GIVEN TASK ▸ Rewrite all of the material below as a numbered list with one item per line, leaving out any blank lines.
══════════════════════════════
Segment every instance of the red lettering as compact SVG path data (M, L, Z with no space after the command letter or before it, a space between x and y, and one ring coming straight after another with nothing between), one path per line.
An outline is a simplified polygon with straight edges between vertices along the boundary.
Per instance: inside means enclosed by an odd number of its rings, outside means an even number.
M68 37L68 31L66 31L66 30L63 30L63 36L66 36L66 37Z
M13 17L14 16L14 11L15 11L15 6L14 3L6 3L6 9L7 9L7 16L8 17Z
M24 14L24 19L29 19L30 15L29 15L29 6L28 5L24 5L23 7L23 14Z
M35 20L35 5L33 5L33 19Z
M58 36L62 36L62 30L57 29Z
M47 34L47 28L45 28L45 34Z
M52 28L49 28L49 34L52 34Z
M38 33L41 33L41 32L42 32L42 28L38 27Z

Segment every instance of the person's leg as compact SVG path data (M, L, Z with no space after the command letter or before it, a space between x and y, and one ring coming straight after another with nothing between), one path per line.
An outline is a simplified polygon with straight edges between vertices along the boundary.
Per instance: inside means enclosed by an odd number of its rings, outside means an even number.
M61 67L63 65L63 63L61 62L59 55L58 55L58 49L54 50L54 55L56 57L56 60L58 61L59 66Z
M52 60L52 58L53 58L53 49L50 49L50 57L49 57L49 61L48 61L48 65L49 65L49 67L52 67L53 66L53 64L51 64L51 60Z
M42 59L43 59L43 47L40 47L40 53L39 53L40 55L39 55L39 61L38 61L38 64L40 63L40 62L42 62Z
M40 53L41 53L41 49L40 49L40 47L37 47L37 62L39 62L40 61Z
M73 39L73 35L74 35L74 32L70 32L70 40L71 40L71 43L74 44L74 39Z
══════════════════════════════
TASK RESPONSE ▸
1. Segment every instance of the red lettering as compact SVG path data (M, L, Z with no space after the command letter or before it, a space between x and y, and one ring coming straight after another with nothing between), one path per line.
2. An outline is a simplified polygon with straight edges between vertices along the boundary.
3. Per instance: inside means enclosed by an odd number of its rings, outside means an even number.
4. M68 37L68 31L66 31L66 30L63 30L63 36L66 36L66 37Z
5. M13 17L14 16L14 11L15 11L15 6L14 3L6 3L6 9L7 9L7 16L8 17Z
6. M24 14L24 19L29 19L30 15L29 15L29 6L28 5L24 5L23 7L23 14Z
7. M35 20L35 5L33 5L33 19Z
8. M58 36L62 36L62 30L57 29Z
9. M47 34L47 28L45 28L45 34Z
10. M52 28L49 28L49 34L52 34Z
11. M38 33L41 33L41 32L42 32L42 28L38 27Z
12. Segment every instance of the person's leg as compact SVG path data (M, L, Z with no space after the command letter or before it, a space between x and y, and one ring coming straight after another with nothing between), one path per line.
13. An outline is a simplified polygon with straight edges between vertices along the boundary.
14. Per instance: inside means enclosed by an odd number of its rings, outside means an even number.
15. M61 67L63 65L63 63L61 62L59 55L58 55L58 49L54 50L54 55L56 57L56 60L58 61L59 66Z
16. M52 60L52 58L53 58L53 49L50 49L50 57L49 57L49 61L48 61L48 65L49 65L49 67L52 67L53 66L53 64L51 64L51 60Z
17. M42 59L43 59L43 47L40 47L40 53L39 53L40 55L39 55L39 61L38 61L38 64L40 63L40 62L42 62Z
18. M40 53L41 53L41 49L40 49L40 47L37 47L37 62L39 62L40 61Z
19. M73 39L73 35L74 35L74 32L70 32L70 40L71 40L71 43L74 44L74 39Z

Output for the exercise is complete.